━━━━━ Supplied information

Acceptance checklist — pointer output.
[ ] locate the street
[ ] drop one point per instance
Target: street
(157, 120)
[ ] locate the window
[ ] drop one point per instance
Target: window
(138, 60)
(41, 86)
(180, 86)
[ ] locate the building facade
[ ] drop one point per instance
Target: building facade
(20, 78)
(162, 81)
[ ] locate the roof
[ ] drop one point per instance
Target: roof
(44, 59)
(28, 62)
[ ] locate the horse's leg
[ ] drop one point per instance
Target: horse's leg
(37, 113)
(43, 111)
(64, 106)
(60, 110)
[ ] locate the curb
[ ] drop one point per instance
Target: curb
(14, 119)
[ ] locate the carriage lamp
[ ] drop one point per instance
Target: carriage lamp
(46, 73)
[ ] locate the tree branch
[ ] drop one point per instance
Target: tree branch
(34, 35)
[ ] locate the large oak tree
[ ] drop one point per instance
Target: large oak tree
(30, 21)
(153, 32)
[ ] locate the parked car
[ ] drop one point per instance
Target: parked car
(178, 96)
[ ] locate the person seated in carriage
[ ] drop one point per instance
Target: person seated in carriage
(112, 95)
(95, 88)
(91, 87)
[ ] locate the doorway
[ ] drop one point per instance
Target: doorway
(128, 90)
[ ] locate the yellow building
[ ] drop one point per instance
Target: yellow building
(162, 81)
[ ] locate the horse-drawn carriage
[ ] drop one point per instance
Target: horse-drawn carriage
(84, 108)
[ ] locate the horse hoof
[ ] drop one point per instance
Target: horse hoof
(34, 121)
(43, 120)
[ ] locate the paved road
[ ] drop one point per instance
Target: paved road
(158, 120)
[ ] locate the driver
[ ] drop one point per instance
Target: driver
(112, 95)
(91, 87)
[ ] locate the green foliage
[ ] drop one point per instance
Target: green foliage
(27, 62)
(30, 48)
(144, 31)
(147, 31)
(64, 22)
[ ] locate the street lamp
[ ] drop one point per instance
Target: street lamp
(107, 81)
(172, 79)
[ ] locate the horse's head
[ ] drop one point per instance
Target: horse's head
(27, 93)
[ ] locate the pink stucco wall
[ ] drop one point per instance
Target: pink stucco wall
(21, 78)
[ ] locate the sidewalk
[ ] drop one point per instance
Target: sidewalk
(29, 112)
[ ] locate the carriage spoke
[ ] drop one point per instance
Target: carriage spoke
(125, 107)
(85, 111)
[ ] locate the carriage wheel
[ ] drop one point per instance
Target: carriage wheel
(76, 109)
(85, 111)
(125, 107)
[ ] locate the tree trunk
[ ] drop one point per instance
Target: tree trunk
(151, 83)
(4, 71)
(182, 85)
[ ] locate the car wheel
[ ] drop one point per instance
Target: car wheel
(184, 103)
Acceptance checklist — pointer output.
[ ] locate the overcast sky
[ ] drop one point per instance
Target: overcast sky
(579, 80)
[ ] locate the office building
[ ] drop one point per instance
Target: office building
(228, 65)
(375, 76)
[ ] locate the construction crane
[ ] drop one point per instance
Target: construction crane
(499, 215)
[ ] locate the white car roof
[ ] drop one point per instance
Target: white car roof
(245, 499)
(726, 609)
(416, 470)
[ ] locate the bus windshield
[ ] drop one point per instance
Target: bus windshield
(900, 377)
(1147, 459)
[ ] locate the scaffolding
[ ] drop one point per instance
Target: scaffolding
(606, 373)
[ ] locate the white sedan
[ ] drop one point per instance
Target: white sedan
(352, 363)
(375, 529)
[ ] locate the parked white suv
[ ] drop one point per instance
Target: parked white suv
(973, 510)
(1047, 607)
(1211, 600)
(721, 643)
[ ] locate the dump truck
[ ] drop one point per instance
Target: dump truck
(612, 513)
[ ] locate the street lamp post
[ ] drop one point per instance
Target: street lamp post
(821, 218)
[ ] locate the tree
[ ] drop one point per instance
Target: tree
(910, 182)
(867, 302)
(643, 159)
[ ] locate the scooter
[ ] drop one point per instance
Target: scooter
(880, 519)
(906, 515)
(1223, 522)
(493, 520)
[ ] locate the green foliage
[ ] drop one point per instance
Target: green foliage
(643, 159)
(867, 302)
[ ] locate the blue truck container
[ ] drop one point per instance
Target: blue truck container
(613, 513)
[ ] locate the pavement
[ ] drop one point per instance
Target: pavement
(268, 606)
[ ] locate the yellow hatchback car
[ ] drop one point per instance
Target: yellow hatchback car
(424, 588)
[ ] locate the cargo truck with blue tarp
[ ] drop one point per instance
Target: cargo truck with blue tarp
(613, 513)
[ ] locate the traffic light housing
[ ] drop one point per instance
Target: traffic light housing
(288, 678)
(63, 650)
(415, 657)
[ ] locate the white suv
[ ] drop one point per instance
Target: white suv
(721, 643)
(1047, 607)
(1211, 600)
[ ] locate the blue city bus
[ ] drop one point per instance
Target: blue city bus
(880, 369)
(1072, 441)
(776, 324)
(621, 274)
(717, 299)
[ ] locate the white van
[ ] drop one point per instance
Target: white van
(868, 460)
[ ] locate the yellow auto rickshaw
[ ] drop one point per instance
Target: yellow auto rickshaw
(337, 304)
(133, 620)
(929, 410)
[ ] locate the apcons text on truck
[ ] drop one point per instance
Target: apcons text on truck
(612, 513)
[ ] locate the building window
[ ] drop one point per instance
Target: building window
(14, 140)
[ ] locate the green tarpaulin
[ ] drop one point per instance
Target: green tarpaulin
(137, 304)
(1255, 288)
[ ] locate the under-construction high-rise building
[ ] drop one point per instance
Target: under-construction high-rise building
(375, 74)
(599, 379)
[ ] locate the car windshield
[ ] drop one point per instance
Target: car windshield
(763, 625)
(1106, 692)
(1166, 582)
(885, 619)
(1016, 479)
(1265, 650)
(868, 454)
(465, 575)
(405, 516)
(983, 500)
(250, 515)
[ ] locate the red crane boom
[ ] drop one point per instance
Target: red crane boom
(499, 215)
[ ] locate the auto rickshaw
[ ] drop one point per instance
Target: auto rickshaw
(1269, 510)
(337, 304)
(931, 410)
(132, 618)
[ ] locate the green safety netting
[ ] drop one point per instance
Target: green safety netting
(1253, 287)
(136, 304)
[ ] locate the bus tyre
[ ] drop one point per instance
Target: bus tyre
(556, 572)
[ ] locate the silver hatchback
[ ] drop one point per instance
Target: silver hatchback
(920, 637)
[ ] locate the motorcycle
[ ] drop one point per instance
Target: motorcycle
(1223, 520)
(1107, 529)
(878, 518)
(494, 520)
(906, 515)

━━━━━━━━━━

> [Problem description]
Extract every entry above as it appears.

> [Solved exercise]
Acceptance checklist — pointer output.
[ ] locate the street
[ ] drop one point per instance
Target: street
(157, 120)
[ ] locate the window
[ ] drop one point per instance
Target: window
(138, 60)
(41, 86)
(180, 86)
[ ] locate the building facade
[ ] drop one point per instance
Target: building facade
(20, 78)
(162, 81)
[ ] locate the roof
[ ] drop one point per instance
Target: roof
(44, 59)
(28, 62)
[ ] locate the horse's leg
[ ] drop one point per instance
Target: horse's leg
(37, 113)
(43, 111)
(64, 106)
(60, 110)
[ ] locate the curb
[ ] drop one point per instance
Target: curb
(14, 119)
[ ] locate the carriage lamp
[ ] drop one point per instance
Target: carriage lamp
(46, 73)
[ ] locate the tree branch
[ ] drop one point per instance
Target: tree branch
(34, 35)
[ ] locate the large oak tree
[ ] drop one point per instance
Target: large oak tree
(30, 21)
(153, 32)
[ ] locate the parked car
[ ] drop one point per instance
Target: parked car
(178, 96)
[ ] locate the person seated in carriage
[ ] drop one point per instance
Target: person seated in carriage
(112, 95)
(95, 88)
(91, 87)
[ ] locate the doorway
[ ] drop one point per instance
Target: doorway
(128, 90)
[ ] locate the yellow building
[ ] drop one point per instance
Target: yellow building
(162, 81)
[ ] locate the horse-drawn carriage
[ ] drop one point per instance
Target: horse-drawn carriage
(84, 108)
[ ] locate the horse hoof
[ ] drop one point per instance
Target: horse hoof
(34, 121)
(43, 120)
[ ] locate the paved road
[ ] drop one point per instance
Target: paved road
(158, 120)
[ ] locate the driver
[ ] drop one point per instance
Target: driver
(112, 95)
(91, 87)
[ ] locate the green foliage
[ ] drop one point per instance
Target: green foliage
(27, 62)
(30, 48)
(144, 31)
(147, 31)
(64, 22)
[ ] locate the street lamp
[ ] drop one point per instance
Target: street lamp
(107, 81)
(172, 79)
[ ] locate the horse's head
[ ] drop one point per instance
Target: horse's head
(27, 93)
[ ] locate the pink stucco wall
[ ] drop one point per instance
Target: pink stucco wall
(21, 78)
[ ] locate the sidewalk
[ ] drop one point per instance
Target: sidewalk
(29, 112)
[ ] locate the carriage spoke
[ ] drop one point per instance
Target: carriage spoke
(125, 107)
(85, 111)
[ ] locate the carriage wheel
[ ] drop one point per instance
Target: carriage wheel
(76, 109)
(85, 111)
(125, 107)
[ ] locate the tree trunk
[ ] drop one point per instance
Target: tree trunk
(151, 83)
(4, 71)
(182, 85)
[ ] locate the car wheel
[ ] drop one point per instance
Target: car wheel
(184, 103)
Acceptance checklist — pointer output.
[ ] locate the overcast sky
[ ] drop one point per instance
Target: overcast sky
(579, 80)
[ ] locate the office building
[ ] drop one point per instance
Target: office building
(228, 65)
(375, 76)
[ ] locate the construction crane
[ ] drop one point per instance
Target: construction crane
(499, 215)
[ ] locate the white car roof
[ ] drop one point per instance
Target: white car roof
(245, 499)
(726, 609)
(416, 470)
[ ] locate the bus windshield
[ ] drop one point per instance
Target: bus windshield
(900, 377)
(1147, 459)
[ ] locate the scaffolding
[ ] drop one point per instance
Target: scaffolding
(606, 373)
[ ] locate the white sedan
[ ] drop one point per instance
Target: white sedan
(352, 363)
(375, 529)
[ ] locate the parked white suv
[ ] drop one point per instance
Target: parked white suv
(973, 510)
(1047, 607)
(1211, 600)
(721, 643)
[ ] locate the dump truck
[ ] drop one point per instance
Target: dump truck
(612, 513)
[ ] locate the street lamp post
[ ] drop one point per instance
Target: street lamp post
(821, 218)
[ ] locate the tree
[ ] drop one point per instance
Target: tree
(910, 182)
(867, 302)
(643, 159)
[ ] locate the scooter
[ ] drop one point per instance
Target: scooter
(880, 519)
(906, 515)
(1223, 522)
(493, 520)
[ ] locate the green foliage
[ ] drop one point per instance
Target: green foliage
(643, 159)
(867, 302)
[ ] locate the blue truck container
[ ] drop one point per instance
Target: blue truck container
(613, 513)
[ ] locate the pavement
[ ] drop one point per instance
Target: pavement
(268, 606)
[ ] locate the yellow hatchback car
[ ] drop one point per instance
Target: yellow hatchback car
(424, 588)
[ ] locate the cargo truck with blue tarp
[ ] drop one point per instance
Target: cargo truck with blue tarp
(613, 513)
[ ] locate the traffic light housing
[ ] drop one point per instance
Target: traffic light housing
(288, 678)
(63, 650)
(415, 657)
[ ] locate the white suv
[ ] drop one point per instance
Target: white suv
(721, 643)
(1047, 607)
(1211, 600)
[ ] locate the blue city bus
[ ] drop one point per instance
Target: blue city bus
(880, 369)
(1072, 441)
(776, 324)
(621, 274)
(717, 299)
[ ] locate the white van
[ ] drop one point per instance
Target: white van
(868, 460)
[ ] locate the yellow auto rickshaw
[ ] drop one point per instance
Target: yellow auto rickshaw
(337, 304)
(133, 620)
(929, 410)
[ ] locate the apcons text on truck
[ ] drop one point per instance
Target: apcons text on truck
(612, 513)
[ ] locate the building window
[ ] drop one point per instance
Target: building window
(14, 140)
[ ] locate the green tarpaulin
[ ] drop one point per instance
Target: green tarpaulin
(137, 304)
(1255, 288)
[ ] locate the under-construction high-rise building
[ ] drop one point per instance
Target: under-construction high-rise building
(375, 74)
(599, 379)
[ ] locate the car windshield
[ ] drop one point per instance
Target: car windshield
(763, 625)
(1106, 692)
(1166, 582)
(885, 619)
(1016, 479)
(1265, 650)
(868, 454)
(465, 575)
(405, 516)
(983, 500)
(250, 515)
[ ] locate the red crane boom
[ ] drop one point per instance
Target: red crane boom
(499, 215)
[ ] locate the auto rickshaw
[ ] drop one point per instance
Target: auto rickshaw
(1269, 510)
(337, 304)
(931, 410)
(132, 618)
[ ] locate the green safety netting
[ ] drop one point per instance
Target: green safety netting
(1253, 287)
(136, 304)
[ ] locate the bus tyre
[ ] drop one point per instance
Target: bus tyre
(556, 572)
[ ] locate the silver hatchback
[ ] drop one point per instance
Target: silver hatchback
(920, 637)
[ ] locate the motorcycle
[ ] drop one point per instance
Target: motorcycle
(1223, 520)
(1107, 529)
(878, 518)
(494, 520)
(906, 515)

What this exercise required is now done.